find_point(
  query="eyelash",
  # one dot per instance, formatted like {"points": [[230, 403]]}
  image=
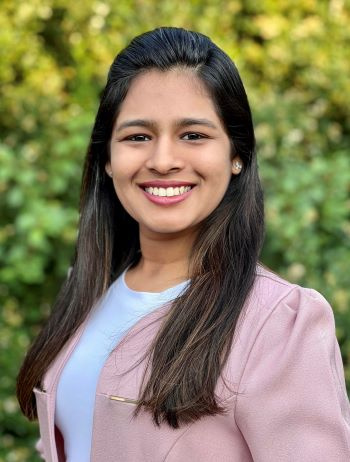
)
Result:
{"points": [[138, 135]]}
_ _ _ _ _ _ _
Output the listing word for word. Drop the pictures.

▸ Response below:
find_point(
  query="eyelash",
  # one dot per instance, formatted like {"points": [[230, 403]]}
  image=
)
Result:
{"points": [[138, 135]]}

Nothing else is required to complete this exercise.